### WHAT IS NEEDED:
Gather every line in the records below that contains the string "bbox", and copy each matching line in full.
———
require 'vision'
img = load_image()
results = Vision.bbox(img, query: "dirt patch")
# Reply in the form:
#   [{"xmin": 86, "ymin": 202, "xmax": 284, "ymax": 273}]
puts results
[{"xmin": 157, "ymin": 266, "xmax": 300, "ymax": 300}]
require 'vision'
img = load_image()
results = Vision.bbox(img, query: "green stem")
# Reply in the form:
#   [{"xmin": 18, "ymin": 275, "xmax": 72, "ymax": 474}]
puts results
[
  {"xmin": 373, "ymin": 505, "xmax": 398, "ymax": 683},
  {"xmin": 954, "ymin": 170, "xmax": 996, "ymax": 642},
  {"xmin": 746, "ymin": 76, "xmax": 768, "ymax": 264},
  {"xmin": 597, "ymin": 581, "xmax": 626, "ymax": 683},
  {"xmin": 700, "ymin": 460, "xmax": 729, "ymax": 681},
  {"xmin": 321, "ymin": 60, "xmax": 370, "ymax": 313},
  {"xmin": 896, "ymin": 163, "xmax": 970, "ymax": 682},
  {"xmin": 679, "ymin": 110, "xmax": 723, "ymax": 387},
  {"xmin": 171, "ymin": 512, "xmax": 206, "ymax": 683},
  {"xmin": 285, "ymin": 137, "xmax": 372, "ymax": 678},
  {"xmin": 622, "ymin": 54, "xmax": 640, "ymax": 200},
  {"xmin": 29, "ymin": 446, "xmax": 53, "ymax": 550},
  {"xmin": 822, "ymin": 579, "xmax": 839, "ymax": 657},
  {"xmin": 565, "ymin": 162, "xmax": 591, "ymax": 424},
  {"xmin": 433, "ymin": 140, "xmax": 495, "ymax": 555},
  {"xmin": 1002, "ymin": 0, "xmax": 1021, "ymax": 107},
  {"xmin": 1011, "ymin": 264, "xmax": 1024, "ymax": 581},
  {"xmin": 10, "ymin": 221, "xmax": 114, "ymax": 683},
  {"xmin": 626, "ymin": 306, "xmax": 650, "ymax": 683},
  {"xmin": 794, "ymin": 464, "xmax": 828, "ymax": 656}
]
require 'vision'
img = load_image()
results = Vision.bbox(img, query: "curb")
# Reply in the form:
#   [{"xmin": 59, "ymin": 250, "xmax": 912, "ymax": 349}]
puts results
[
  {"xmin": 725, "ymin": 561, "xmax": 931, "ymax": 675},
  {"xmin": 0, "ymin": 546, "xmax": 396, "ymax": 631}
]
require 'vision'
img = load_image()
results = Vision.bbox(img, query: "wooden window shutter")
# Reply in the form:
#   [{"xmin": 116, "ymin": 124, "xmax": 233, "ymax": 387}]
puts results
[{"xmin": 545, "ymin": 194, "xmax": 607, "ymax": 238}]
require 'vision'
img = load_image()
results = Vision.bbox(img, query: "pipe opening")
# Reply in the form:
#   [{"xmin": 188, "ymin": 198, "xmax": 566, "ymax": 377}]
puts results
———
### WORKED SOLUTION:
results = Vision.bbox(img, query: "dirt patch")
results = Vision.bbox(img, query: "green stem")
results = Vision.bbox(img, query: "curb")
results = Vision.bbox(img, query: "wooden window shutter")
results = Vision.bbox(img, query: "pipe opening")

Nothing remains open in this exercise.